YOUR INSTRUCTIONS: Whenever a line contains the string "bird", copy it out of the entries.

SUPPLIED RECORDS:

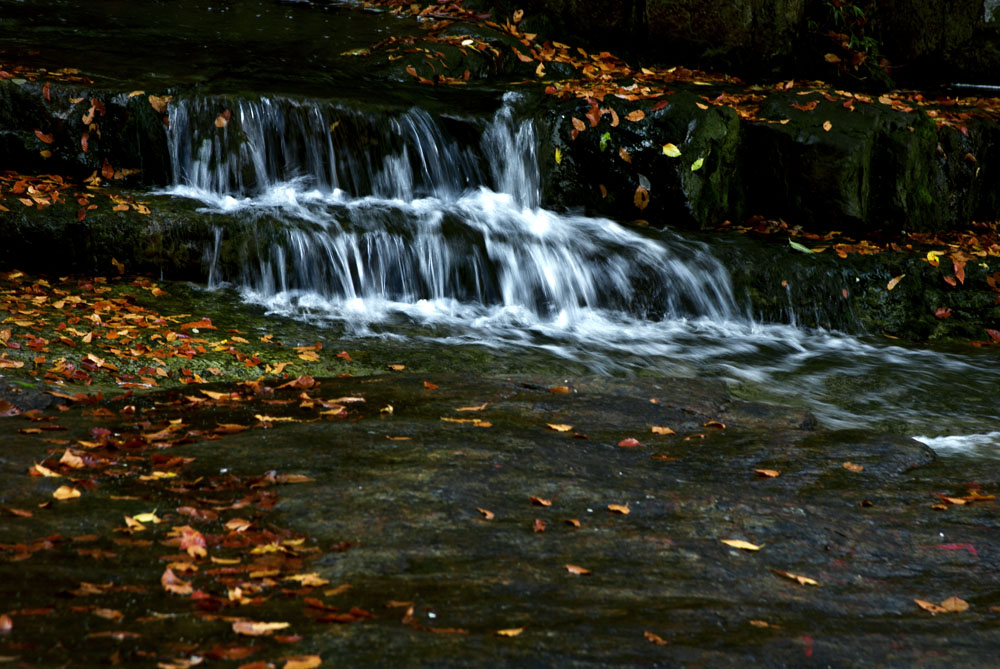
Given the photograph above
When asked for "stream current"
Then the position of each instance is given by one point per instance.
(424, 230)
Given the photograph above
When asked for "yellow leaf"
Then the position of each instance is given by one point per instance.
(739, 543)
(250, 628)
(65, 492)
(671, 150)
(801, 580)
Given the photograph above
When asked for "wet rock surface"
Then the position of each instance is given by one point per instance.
(396, 509)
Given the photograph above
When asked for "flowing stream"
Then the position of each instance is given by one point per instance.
(400, 225)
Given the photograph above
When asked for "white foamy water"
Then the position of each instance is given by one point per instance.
(411, 235)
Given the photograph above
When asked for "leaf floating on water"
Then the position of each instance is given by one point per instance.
(801, 580)
(742, 545)
(671, 150)
(65, 492)
(250, 628)
(655, 638)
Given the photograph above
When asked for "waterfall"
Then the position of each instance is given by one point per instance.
(346, 206)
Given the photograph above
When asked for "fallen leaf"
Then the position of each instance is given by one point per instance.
(65, 492)
(739, 543)
(303, 662)
(250, 628)
(655, 638)
(801, 580)
(641, 198)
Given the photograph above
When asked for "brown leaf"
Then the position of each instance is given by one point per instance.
(65, 492)
(641, 198)
(250, 628)
(655, 638)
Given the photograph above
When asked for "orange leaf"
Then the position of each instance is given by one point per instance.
(641, 197)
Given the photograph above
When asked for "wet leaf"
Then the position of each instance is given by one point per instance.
(641, 198)
(655, 638)
(174, 584)
(742, 545)
(65, 492)
(801, 580)
(250, 628)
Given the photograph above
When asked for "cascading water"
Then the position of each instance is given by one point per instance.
(400, 224)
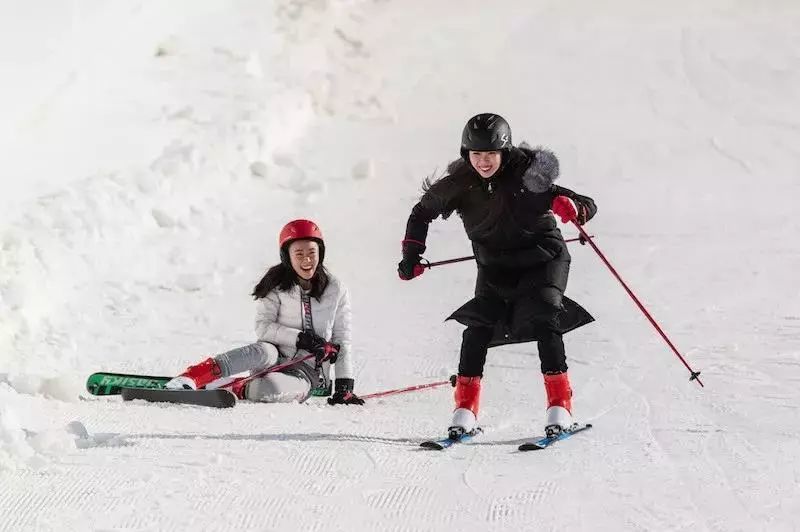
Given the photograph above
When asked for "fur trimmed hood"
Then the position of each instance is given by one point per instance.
(543, 170)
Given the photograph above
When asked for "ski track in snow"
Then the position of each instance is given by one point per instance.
(147, 179)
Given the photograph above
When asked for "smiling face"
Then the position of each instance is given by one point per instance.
(304, 255)
(486, 163)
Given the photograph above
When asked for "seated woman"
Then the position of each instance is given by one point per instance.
(302, 310)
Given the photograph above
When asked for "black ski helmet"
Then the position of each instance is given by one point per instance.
(485, 132)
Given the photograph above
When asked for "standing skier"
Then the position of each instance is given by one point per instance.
(300, 305)
(504, 196)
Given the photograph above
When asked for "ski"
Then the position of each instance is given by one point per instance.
(212, 398)
(112, 383)
(545, 442)
(444, 443)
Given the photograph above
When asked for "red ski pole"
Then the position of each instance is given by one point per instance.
(694, 375)
(472, 257)
(451, 381)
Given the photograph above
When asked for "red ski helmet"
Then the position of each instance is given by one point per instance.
(300, 230)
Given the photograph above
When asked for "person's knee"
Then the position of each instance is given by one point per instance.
(551, 352)
(473, 351)
(278, 388)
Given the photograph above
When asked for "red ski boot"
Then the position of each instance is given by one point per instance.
(559, 403)
(196, 377)
(465, 416)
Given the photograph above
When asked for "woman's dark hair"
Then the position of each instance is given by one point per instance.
(283, 277)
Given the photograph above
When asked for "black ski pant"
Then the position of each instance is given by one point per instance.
(476, 340)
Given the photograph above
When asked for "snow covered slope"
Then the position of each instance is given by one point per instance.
(150, 153)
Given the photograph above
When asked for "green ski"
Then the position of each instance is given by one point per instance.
(112, 383)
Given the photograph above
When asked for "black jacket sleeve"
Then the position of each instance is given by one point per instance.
(439, 200)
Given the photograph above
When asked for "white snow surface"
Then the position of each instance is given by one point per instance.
(150, 152)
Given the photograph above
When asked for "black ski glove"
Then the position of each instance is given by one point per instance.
(323, 351)
(411, 265)
(343, 394)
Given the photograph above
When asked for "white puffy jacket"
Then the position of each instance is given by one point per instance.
(279, 319)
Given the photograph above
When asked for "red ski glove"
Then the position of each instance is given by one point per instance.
(564, 209)
(576, 208)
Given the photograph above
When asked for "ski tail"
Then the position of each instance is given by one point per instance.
(212, 398)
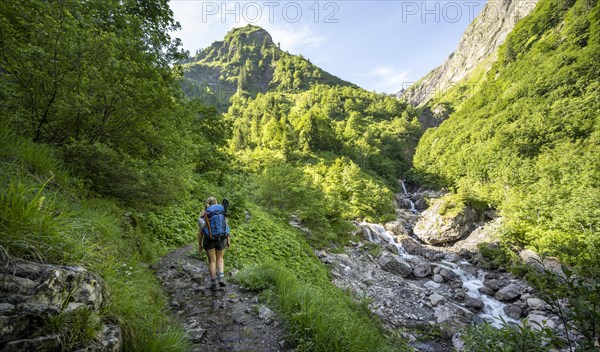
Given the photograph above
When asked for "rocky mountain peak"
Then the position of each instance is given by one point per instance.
(478, 43)
(250, 35)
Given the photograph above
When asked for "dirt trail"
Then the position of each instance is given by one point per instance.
(225, 320)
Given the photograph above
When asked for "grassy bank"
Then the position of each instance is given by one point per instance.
(47, 217)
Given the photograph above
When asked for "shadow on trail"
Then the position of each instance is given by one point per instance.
(225, 320)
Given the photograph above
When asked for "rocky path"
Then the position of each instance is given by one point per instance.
(226, 320)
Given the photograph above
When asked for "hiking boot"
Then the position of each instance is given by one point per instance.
(221, 279)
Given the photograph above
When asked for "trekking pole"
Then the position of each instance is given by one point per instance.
(225, 204)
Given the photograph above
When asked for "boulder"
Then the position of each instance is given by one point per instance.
(474, 303)
(493, 284)
(394, 264)
(508, 293)
(448, 274)
(458, 343)
(438, 278)
(436, 299)
(537, 321)
(431, 285)
(450, 312)
(266, 314)
(433, 228)
(550, 264)
(536, 304)
(397, 228)
(422, 269)
(33, 294)
(486, 291)
(513, 311)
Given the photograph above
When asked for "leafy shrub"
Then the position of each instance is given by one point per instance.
(509, 338)
(318, 317)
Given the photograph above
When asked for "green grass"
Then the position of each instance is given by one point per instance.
(318, 317)
(46, 216)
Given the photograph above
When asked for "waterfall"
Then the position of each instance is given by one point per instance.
(404, 188)
(493, 310)
(411, 204)
(376, 233)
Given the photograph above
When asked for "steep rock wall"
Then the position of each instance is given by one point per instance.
(478, 42)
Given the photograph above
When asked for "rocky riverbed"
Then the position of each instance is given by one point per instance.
(416, 286)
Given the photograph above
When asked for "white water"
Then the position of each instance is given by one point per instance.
(410, 202)
(377, 233)
(493, 310)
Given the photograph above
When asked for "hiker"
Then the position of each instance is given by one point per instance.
(213, 237)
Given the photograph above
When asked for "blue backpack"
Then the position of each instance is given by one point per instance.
(216, 227)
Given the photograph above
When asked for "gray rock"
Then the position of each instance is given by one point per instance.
(448, 274)
(486, 291)
(438, 278)
(422, 269)
(433, 228)
(450, 312)
(394, 264)
(536, 304)
(508, 293)
(474, 303)
(538, 321)
(549, 264)
(34, 293)
(492, 284)
(196, 334)
(266, 314)
(436, 299)
(487, 32)
(513, 311)
(458, 343)
(192, 269)
(431, 285)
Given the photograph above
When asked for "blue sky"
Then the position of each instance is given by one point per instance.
(381, 46)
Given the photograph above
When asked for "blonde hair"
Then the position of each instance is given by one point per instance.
(211, 200)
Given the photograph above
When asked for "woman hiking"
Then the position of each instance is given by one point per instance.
(213, 237)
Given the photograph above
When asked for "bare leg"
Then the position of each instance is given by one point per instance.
(212, 262)
(220, 262)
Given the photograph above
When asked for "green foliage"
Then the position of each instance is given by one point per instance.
(96, 79)
(580, 288)
(49, 219)
(522, 338)
(318, 317)
(526, 141)
(350, 193)
(377, 132)
(264, 238)
(247, 63)
(75, 328)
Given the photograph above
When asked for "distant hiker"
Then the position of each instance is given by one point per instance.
(213, 237)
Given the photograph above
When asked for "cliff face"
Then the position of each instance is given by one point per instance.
(480, 40)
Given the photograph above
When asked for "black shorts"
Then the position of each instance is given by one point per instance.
(209, 243)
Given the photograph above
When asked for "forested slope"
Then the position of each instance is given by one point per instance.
(526, 140)
(248, 62)
(106, 164)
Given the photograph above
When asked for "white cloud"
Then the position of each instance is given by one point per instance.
(385, 79)
(294, 40)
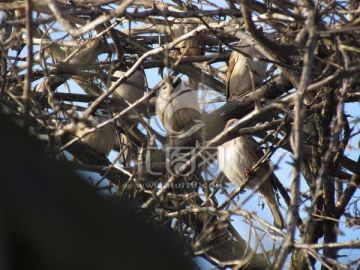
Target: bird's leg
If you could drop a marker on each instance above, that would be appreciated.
(249, 173)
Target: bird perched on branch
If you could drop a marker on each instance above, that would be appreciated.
(178, 108)
(193, 46)
(131, 89)
(101, 140)
(236, 157)
(245, 71)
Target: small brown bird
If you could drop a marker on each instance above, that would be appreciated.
(178, 108)
(131, 93)
(101, 140)
(244, 73)
(193, 46)
(237, 156)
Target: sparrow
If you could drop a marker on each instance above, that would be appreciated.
(193, 46)
(236, 157)
(244, 73)
(178, 108)
(130, 92)
(101, 140)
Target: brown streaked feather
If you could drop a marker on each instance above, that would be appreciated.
(232, 62)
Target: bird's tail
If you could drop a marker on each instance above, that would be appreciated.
(279, 220)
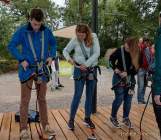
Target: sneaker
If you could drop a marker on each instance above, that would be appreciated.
(127, 122)
(115, 122)
(57, 87)
(71, 124)
(60, 85)
(88, 122)
(141, 102)
(49, 131)
(24, 135)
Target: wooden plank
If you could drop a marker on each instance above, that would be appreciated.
(62, 123)
(110, 129)
(97, 130)
(86, 130)
(15, 129)
(134, 135)
(1, 118)
(5, 129)
(148, 123)
(53, 123)
(112, 133)
(77, 131)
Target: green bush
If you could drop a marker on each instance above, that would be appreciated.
(7, 66)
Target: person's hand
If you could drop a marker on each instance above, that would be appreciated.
(157, 99)
(24, 64)
(123, 74)
(83, 67)
(71, 61)
(117, 71)
(49, 61)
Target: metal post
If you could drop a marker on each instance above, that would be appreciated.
(95, 30)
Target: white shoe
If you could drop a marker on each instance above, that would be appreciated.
(24, 135)
(49, 131)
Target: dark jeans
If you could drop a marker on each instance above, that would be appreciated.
(157, 111)
(78, 87)
(141, 84)
(121, 94)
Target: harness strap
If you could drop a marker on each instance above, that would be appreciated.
(33, 49)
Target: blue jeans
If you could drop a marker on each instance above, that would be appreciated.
(121, 94)
(141, 84)
(78, 87)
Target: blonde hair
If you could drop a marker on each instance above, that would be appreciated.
(134, 51)
(84, 28)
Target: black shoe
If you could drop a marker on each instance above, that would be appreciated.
(141, 102)
(127, 122)
(71, 124)
(57, 87)
(88, 122)
(60, 85)
(115, 122)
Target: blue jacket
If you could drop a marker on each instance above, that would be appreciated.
(157, 73)
(20, 38)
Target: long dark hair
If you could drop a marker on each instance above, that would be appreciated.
(84, 28)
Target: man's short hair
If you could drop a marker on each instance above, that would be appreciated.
(37, 14)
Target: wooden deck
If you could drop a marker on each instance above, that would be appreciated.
(9, 130)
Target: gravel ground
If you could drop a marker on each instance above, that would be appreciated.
(10, 92)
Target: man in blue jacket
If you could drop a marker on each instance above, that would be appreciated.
(156, 97)
(38, 49)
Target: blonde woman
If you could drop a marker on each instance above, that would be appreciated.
(85, 59)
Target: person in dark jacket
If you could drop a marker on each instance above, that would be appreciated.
(124, 61)
(38, 49)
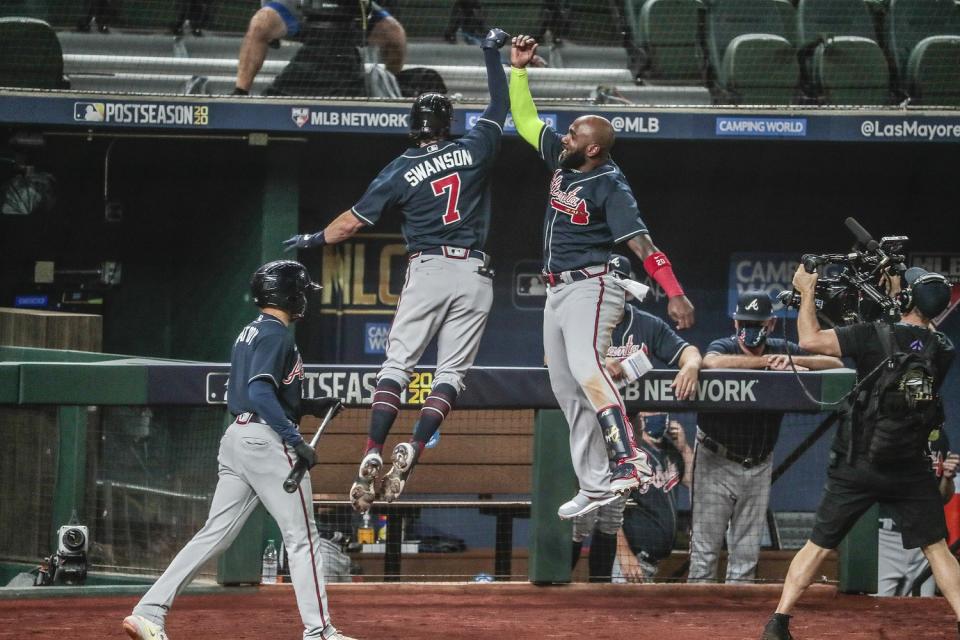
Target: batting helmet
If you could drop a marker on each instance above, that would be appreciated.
(283, 284)
(430, 117)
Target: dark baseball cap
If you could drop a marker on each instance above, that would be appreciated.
(931, 291)
(753, 305)
(620, 265)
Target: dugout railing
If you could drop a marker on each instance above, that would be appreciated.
(69, 393)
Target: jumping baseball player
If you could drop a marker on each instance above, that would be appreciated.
(591, 209)
(441, 186)
(257, 453)
(637, 331)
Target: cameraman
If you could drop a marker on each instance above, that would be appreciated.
(854, 482)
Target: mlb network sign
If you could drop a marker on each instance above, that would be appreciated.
(148, 114)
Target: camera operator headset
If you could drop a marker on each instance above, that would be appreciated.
(877, 454)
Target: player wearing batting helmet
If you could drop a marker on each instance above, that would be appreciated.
(256, 455)
(591, 209)
(441, 187)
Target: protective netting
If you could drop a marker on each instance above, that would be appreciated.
(28, 465)
(154, 470)
(832, 52)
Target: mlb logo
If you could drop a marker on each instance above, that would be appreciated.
(89, 111)
(300, 115)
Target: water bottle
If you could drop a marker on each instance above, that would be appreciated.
(269, 573)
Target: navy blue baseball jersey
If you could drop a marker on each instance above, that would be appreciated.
(749, 434)
(265, 350)
(442, 190)
(587, 213)
(639, 330)
(651, 526)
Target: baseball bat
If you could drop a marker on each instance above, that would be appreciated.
(300, 467)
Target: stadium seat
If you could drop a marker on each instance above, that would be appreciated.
(841, 60)
(30, 55)
(750, 55)
(788, 16)
(933, 71)
(23, 9)
(230, 16)
(910, 21)
(423, 19)
(514, 16)
(593, 22)
(667, 31)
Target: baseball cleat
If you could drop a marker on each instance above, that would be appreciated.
(631, 473)
(776, 629)
(582, 504)
(370, 465)
(404, 458)
(362, 495)
(139, 628)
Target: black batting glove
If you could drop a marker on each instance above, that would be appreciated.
(306, 453)
(495, 39)
(304, 241)
(320, 406)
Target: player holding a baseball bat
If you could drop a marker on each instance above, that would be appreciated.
(263, 458)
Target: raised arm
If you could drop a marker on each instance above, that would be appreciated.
(525, 116)
(496, 111)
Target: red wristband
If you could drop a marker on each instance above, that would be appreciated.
(660, 269)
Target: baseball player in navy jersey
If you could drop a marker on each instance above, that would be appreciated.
(637, 331)
(591, 208)
(441, 186)
(733, 467)
(257, 452)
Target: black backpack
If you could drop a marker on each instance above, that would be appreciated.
(902, 407)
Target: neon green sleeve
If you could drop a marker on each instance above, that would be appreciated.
(524, 112)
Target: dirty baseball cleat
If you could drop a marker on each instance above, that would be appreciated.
(404, 458)
(778, 628)
(581, 504)
(362, 495)
(370, 465)
(139, 628)
(630, 473)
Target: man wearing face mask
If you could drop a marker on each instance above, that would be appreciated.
(732, 468)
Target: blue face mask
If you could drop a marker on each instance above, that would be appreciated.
(655, 425)
(753, 335)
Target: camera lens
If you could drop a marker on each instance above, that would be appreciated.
(73, 539)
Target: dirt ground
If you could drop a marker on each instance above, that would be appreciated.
(475, 611)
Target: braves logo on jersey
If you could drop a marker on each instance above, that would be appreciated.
(626, 350)
(296, 372)
(568, 202)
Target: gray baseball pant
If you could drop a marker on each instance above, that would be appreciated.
(254, 462)
(728, 499)
(898, 568)
(442, 297)
(578, 322)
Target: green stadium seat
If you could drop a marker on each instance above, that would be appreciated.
(750, 54)
(23, 9)
(593, 22)
(788, 16)
(910, 21)
(514, 16)
(842, 61)
(668, 33)
(933, 71)
(30, 55)
(421, 19)
(230, 16)
(66, 14)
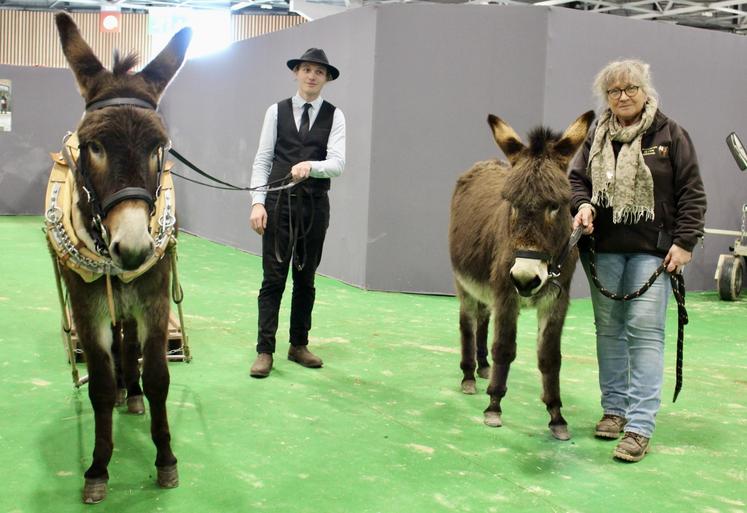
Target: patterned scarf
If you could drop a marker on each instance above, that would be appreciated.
(624, 184)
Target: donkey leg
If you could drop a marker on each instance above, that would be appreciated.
(117, 357)
(468, 307)
(156, 386)
(503, 352)
(102, 391)
(131, 368)
(481, 342)
(551, 318)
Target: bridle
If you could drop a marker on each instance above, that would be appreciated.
(100, 208)
(554, 266)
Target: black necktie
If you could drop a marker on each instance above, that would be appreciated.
(303, 130)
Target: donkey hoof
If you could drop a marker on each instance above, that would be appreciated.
(135, 405)
(94, 491)
(468, 386)
(493, 419)
(560, 432)
(168, 476)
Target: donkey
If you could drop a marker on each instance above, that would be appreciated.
(122, 145)
(509, 226)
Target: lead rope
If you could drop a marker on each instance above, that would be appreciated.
(678, 289)
(177, 294)
(110, 298)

RESPONSE:
Target: bird's leg
Target: bird perched on branch
Target: small brown bird
Target: bird's tail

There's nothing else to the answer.